### RECORDS FOR THIS TASK:

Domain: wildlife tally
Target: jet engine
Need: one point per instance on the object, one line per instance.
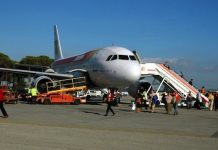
(40, 83)
(134, 88)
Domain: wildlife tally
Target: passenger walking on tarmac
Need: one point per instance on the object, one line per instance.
(154, 99)
(216, 100)
(163, 100)
(191, 82)
(144, 97)
(138, 102)
(175, 100)
(202, 90)
(169, 99)
(110, 100)
(5, 115)
(198, 100)
(189, 99)
(34, 93)
(211, 101)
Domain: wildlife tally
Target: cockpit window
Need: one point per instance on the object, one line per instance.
(114, 57)
(132, 57)
(123, 57)
(109, 57)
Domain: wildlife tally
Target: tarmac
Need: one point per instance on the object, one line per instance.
(84, 127)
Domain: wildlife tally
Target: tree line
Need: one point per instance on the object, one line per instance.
(6, 62)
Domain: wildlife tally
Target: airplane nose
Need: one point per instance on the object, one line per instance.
(132, 74)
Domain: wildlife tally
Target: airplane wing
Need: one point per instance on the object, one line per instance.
(35, 72)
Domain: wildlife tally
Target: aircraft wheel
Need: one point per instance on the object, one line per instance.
(77, 102)
(47, 101)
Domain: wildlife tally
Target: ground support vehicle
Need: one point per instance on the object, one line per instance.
(59, 98)
(10, 97)
(60, 92)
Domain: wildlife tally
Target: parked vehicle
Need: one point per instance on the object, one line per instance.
(10, 97)
(59, 98)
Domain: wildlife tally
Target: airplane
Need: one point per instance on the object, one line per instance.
(109, 67)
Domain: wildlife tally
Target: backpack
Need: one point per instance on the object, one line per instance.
(155, 99)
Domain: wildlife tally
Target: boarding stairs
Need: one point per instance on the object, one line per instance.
(66, 85)
(171, 78)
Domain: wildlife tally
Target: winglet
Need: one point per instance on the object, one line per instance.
(57, 45)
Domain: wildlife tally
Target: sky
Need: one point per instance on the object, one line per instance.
(183, 33)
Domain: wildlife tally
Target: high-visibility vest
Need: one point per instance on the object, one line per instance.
(34, 92)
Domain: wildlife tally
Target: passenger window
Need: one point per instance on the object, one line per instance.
(114, 57)
(132, 57)
(123, 57)
(109, 57)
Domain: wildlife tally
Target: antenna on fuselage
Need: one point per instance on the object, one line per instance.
(137, 56)
(57, 45)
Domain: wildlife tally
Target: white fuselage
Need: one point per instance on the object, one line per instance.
(111, 67)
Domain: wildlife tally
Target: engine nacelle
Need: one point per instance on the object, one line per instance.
(133, 89)
(40, 83)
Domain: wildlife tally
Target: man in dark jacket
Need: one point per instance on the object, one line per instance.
(5, 115)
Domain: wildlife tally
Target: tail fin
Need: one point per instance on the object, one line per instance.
(57, 45)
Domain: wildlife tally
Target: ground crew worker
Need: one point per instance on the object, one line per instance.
(34, 93)
(5, 115)
(144, 96)
(110, 101)
(211, 101)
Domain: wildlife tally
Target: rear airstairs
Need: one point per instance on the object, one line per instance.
(171, 78)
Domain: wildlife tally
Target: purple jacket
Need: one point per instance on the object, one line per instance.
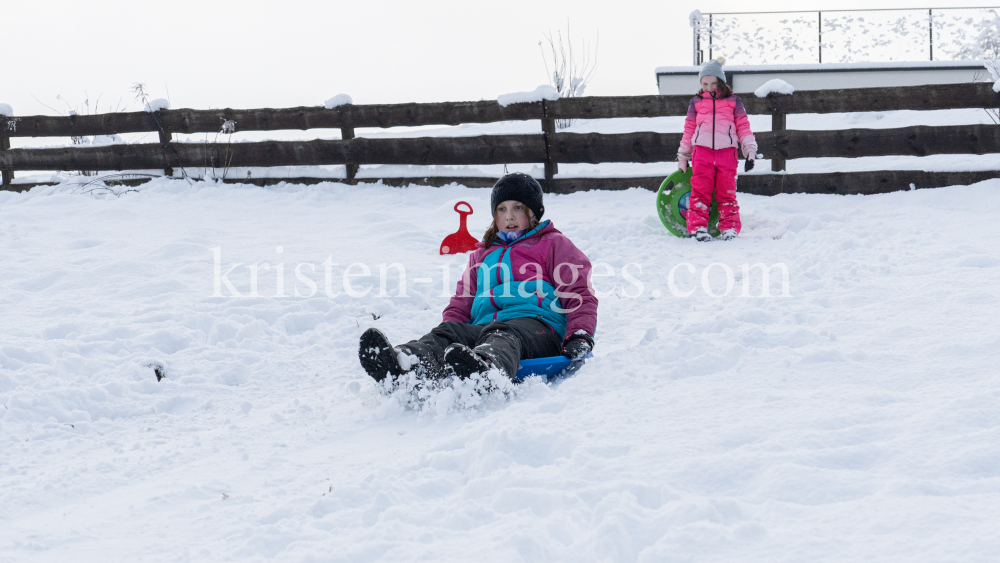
(541, 274)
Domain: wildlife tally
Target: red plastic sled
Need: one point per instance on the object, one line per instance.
(460, 241)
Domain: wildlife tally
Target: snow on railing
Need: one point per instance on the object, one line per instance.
(843, 36)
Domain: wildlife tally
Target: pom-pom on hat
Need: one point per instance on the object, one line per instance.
(518, 187)
(713, 68)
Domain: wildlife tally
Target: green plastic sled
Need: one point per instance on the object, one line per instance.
(668, 201)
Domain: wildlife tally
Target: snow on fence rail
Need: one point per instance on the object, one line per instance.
(546, 147)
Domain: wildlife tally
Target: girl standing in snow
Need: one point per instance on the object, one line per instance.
(524, 294)
(716, 125)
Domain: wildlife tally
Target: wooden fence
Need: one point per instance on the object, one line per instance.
(548, 146)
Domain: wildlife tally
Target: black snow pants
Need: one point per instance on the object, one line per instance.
(505, 342)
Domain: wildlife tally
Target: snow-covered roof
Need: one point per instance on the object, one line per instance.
(826, 66)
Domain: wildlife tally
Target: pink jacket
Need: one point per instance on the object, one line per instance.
(716, 124)
(542, 274)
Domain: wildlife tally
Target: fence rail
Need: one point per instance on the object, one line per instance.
(547, 146)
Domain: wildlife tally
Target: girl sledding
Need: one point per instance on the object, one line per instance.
(525, 294)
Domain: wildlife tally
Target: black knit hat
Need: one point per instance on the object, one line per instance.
(518, 187)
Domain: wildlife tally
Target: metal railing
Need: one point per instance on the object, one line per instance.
(845, 36)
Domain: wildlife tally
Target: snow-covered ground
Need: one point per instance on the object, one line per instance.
(855, 419)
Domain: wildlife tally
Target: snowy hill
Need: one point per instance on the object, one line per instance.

### THE TASK:
Set down the lines of the records above exactly, apart from the pictures.

### EXERCISE RESPONSE:
Domain: wildlife tally
Target: jet engine
Need: one point per instance on the object, one line per instance.
(40, 83)
(134, 88)
Domain: wildlife tally
Target: passenger walking on tarmac
Need: one point per instance on the object, one line per instance.
(154, 99)
(216, 100)
(163, 100)
(191, 82)
(144, 97)
(138, 102)
(175, 100)
(202, 90)
(169, 99)
(110, 100)
(5, 115)
(198, 100)
(189, 99)
(34, 93)
(211, 101)
Domain: wildlife tally
Target: cockpit window
Need: one point per instance on the object, one line per instance.
(114, 57)
(132, 57)
(123, 57)
(109, 57)
Domain: wildlife tally
Target: tarmac
Need: one point per instance on the object, one line per instance.
(84, 127)
Domain: wildlife tally
Target: tree line
Need: one point per instance on the object, one line per instance.
(6, 62)
Domain: wildlife tally
Target: airplane nose
Need: one point per instance on the object, one line per instance.
(132, 74)
Domain: wildlife tally
Target: airplane wing
Need: one point per instance on the object, one line per instance.
(35, 72)
Domain: wildlife tally
Target: aircraft wheel
Need: one point per instance on the object, one line per instance.
(77, 102)
(47, 101)
Domain: wildlife tally
Target: ground support vehicle
Need: one point per instance on the object, one line per instance.
(59, 98)
(10, 97)
(60, 92)
Domain: wildlife tally
Target: parked vehicle
Need: one point per instance on the object, one line per instance.
(10, 97)
(59, 98)
Domain: wildlife tally
Target: airplane
Need: one point per instance on the object, one line per instance.
(109, 67)
Domain: wildlife tally
Target: backpack
Need: one point per instance on the object, one line per instance.
(155, 99)
Domain: wildlife tally
Target: boarding stairs
Need: one point per instance on the object, one line per instance.
(66, 85)
(171, 78)
Domain: wildlife tally
Target: winglet
Need: one point per instance on the object, one line per instance.
(57, 45)
Domain: wildlife tally
Target: sky
Need: one point per instance on the object, one line per instance.
(183, 33)
Domain: wildlife tally
Target: high-visibility vest
Need: one point per instance on the object, one line per instance.
(34, 92)
Domain: wildlife tally
Target: passenger window
Need: one point per instance on the object, one line per instance.
(114, 57)
(132, 57)
(123, 57)
(109, 57)
Domain: wildlife tally
Target: antenna on fuselage
Need: one point per instance on the object, one line per instance.
(137, 56)
(57, 45)
Domain: wildlife tally
Target: white fuselage
Need: one point per instance on the object, one line per instance.
(111, 67)
Domain: wildlife tally
Target: engine nacelle
Need: one point per instance on the object, one line per instance.
(133, 89)
(40, 83)
Domain: wildlife tally
Target: man in dark jacket
Need: one point per instance on the object, one line per instance.
(5, 115)
Domain: wildlife tally
Target: tail fin
Need: one point per instance on the object, one line per instance.
(57, 45)
Domain: wildlife tally
Target: ground crew worker
Need: one point per instance on the object, one line per instance.
(34, 93)
(5, 115)
(144, 96)
(110, 101)
(211, 101)
Domain: wildlife tally
Target: rear airstairs
Need: one point per instance on the object, one line per instance.
(171, 78)
Domain: wildlife tally
Target: purple jacket
Need: one point per instance on the object, one line per instance.
(541, 274)
Domain: wildlife tally
Target: red plastic sled
Need: one point per instance on the object, one line per instance.
(460, 241)
Domain: wildlife tally
Target: snow on railing
Need: one point per instance on the object, one line per instance.
(843, 36)
Domain: wildlife tally
Target: pom-pom on hat
Need: one point per instance on the object, one line per instance.
(518, 187)
(713, 68)
Domain: wildlife tally
Target: green plastic sled
Need: one point per instance on the object, one line per instance.
(668, 201)
Domain: wildlife tally
Target: snow on fence rail
Need: one point per instance on the object, one line per instance.
(546, 147)
Domain: wildlife tally
Target: girl standing in snow
Need: one point per instance on the object, one line per instance.
(524, 294)
(716, 125)
Domain: wildlife tally
Target: wooden fence
Need: one point per instance on the object, one line per instance.
(548, 146)
Domain: wildlife tally
Target: black snow pants
Need: one point per instance on the object, one line per instance.
(505, 342)
Domain: wildlife tally
Target: snow-covered roof
Need: one point per instance on the object, one line per instance.
(826, 66)
Domain: wildlife tally
Target: pink jacket
Need: one point per instance on the object, one line per instance.
(716, 124)
(542, 274)
Domain: wildlife tally
Target: fence rail
Need: one point per instance on the object, one line per instance.
(547, 146)
Domain: wildlife tally
Target: girl sledding
Need: one point per instance on the object, one line per instance.
(525, 294)
Domain: wildlife tally
Target: black knit hat
Need: one point per instance on the object, one line per instance.
(518, 187)
Domain: wildlife tally
Target: metal railing
Need: one point per instance on the object, one line per instance.
(845, 36)
Domain: wildlife tally
Target: snow-covered ground
Need: one point per instance on the object, one line per instance.
(855, 419)
Domain: wildlife tally
Target: snowy hill
Need: one point per instance on the object, one line per instance.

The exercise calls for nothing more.